**INSTRUCTIONS:**
- 1) Name every speaker identified in the broadcast transcript about brokerage analysts and the SEC.
- 2) Continue the broadcast transcript about brokerage analysts and the SEC from where it stops.

**TEXT SEGMENT:**

_ _ _ _ _ _ _

To: dawgfan2000 who wrote (13446)8/1/2001 2:14:01 PM
From: dawgfan2000  Read Replies (2) | Respond to of 52237
 
>>I was watching NBR last night covering the hearings on brokerage houses. One commentator was more worried about the analysts being seen as the scapegoats for the decline rather than holding them accountable for their calls!! UFB!
<<

Edit: it was a congressmen!

07/31/01: The Blurred Line For Brokerages Between Research & Reward

LINDA O'BRYON: The Securities and Exchange Commission told Congress today brokerage firms are doing a poor job policing their stock analysts. SEC Acting Chairman Laura Unger says some of the biggest firms on Wall Street aren't following their own rules about monitoring employee investments. Darren Gersh reports.

DARREN GERSH, NIGHTLY BUSINESS REPORT: Acting SEC Chairman Laura Unger told Congress the line separating stock selling from stock research on Wall Street has blurred as brokerage firms rush to cash in on the bull market boom in initial public offerings.

LAURA UNGER, ACTING SEC CHAIRMAN: Firms really looked for ways to compete to get that IPO business. Part of the way they began competing was to include in the mix the analysts and having favorable analyst coverage was able to stabilize or enhance the stock price performance of the company.

GERSH: An SEC examination of nine of the largest firms underwriting IPOs found one of four stock analysts owned shares in companies they covered. All of those investments were made before the companies sold shares to the public. Twenty-six of the 96 analysts reviewed issued so-called booster shot "buy" recommendations just before the lock up period expired, which prevents insiders from selling their shares. The SEC identified three stock analysts who sold shares while maintaining a "buy" recommendation on companies they covered. Members of Congress were told one of those analysts made $3.5 million selling his shares.

_ _ _ _ _ _ _

**GIVEN DATA:**
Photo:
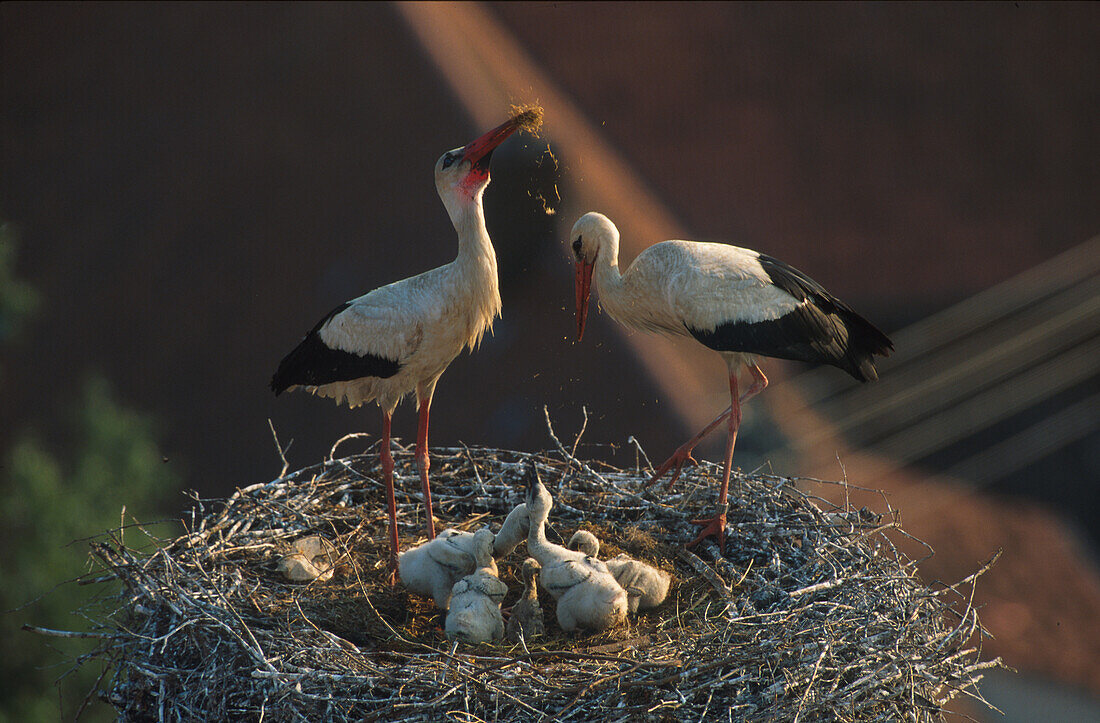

_ _ _ _ _ _ _

**ANSWERS GIVEN:**
- 1) Linda O'Bryon, Darren Gersh, Laura Unger

- 2)
REP. RICHARD BAKER, CHAIRMAN, SUBCOMMITTEE ON CAPITAL MARKETS: I find it frankly appalling that someone could tell me to "buy" while they're selling in the back room, profiting off my investment.

GERSH: Unger said the SEC is investigating whether those analysts may have violated securities laws. But the SEC also found the nine brokerage firms it examined did not know how many shares stock analysts owned in companies the firms later took public.

UNGER: The firms need to do a better job of ensuring compliance with their existing policies and procedures, most of which exist at the firms that were inspected, most of which are not being enforced enough.

GERSH: One congressman at today's hearing said he's concerned analysts are becoming scapegoats for the falling market. But many other members at today's hearing said they're now convinced there needs to be greater consequences for firms that fail to ensure the integrity of their stock analysts. Darren Gersh, NIGHTLY BUSINESS REPORT, Washington.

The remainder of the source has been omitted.